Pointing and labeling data

============================================================

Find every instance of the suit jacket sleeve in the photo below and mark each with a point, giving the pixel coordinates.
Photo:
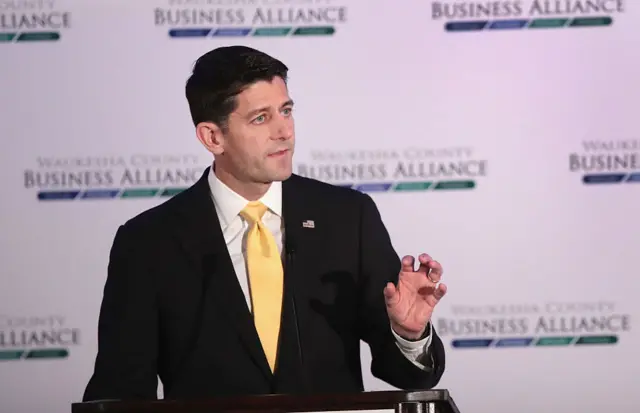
(380, 264)
(125, 366)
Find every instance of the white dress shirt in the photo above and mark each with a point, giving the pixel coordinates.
(228, 205)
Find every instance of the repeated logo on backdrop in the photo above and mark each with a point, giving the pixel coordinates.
(112, 177)
(549, 324)
(36, 337)
(32, 21)
(607, 162)
(473, 16)
(240, 18)
(401, 170)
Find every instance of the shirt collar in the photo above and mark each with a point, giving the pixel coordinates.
(229, 204)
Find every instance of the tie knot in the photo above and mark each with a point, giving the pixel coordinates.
(254, 211)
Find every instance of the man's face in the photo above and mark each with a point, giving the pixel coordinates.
(259, 141)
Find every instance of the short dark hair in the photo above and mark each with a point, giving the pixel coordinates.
(221, 74)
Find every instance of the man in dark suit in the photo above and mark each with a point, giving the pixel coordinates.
(256, 280)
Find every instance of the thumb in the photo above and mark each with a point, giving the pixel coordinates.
(391, 295)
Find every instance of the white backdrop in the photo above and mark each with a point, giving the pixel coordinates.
(474, 143)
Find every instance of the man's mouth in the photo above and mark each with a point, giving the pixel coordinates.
(279, 153)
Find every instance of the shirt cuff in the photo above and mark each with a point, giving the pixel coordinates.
(416, 351)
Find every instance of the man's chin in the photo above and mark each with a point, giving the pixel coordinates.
(282, 176)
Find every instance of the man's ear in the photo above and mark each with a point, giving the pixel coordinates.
(210, 135)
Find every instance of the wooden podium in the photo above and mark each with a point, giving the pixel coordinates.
(428, 401)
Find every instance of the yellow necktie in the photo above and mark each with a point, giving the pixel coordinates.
(265, 279)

============================================================

> [Short task]
Write out all of the data again, replacing "mark each with a point" with "tag each with a dot" and changing nothing else. Omit the pictures.

> [Task result]
Find every instance of the suit jacket sleeve in the photo below and tag each with a dot, giving the pixel coordinates.
Photo:
(380, 264)
(125, 366)
Find every instance of the white dress shirt in the photo above and tag each with a dot, giving the pixel coordinates.
(228, 205)
Find every instance of the repeated logo on backdrop in the photo above and tag each with a dot, giving the pixel coordinates.
(112, 177)
(549, 324)
(36, 337)
(32, 21)
(607, 162)
(473, 16)
(240, 18)
(401, 170)
Find every instance of the shirt collar in the photo above and tag each with a dot, giving the pixel coordinates.
(229, 204)
Find every instance of the tie knot in the photo above and tag each with a dot, giving the pixel coordinates.
(254, 211)
Find every instance of the man's face in the photo above and tag each with a dot, giving the pixel coordinates.
(259, 141)
Find every instance of the short dark hair in the photo above and tag each with a dot, giving the pixel coordinates.
(221, 74)
Find every instance of the man in dark suit in the photo above and tag each with a dot, giving the pixel coordinates.
(256, 280)
Find every instance of the thumb in the photo above and tag each with a dot, giving the pixel coordinates.
(391, 295)
Find every instance of the white backdrop in the photo above and tag each with a dot, giving the pixel coordinates.
(474, 143)
Find every instance of the man's mouth in the photo above and tag each with a dot, giving the pixel coordinates.
(279, 153)
Find every instance of the shirt cuff in the photo above and tag each with a dot, giving the pixel coordinates.
(416, 351)
Find every instance of the man's chin in the photo above and tag each with a dot, giving the pixel coordinates.
(282, 176)
Find every instance of the man's ear in the photo above and tag each with a dot, giving the pixel coordinates.
(210, 135)
Find every instance of the wooden podium in the photo above and tag each with a dot, giving the pixel coordinates.
(428, 401)
Find every instance of the yellow necktie in the photo above and tag each with a dot, giving the pixel coordinates.
(265, 279)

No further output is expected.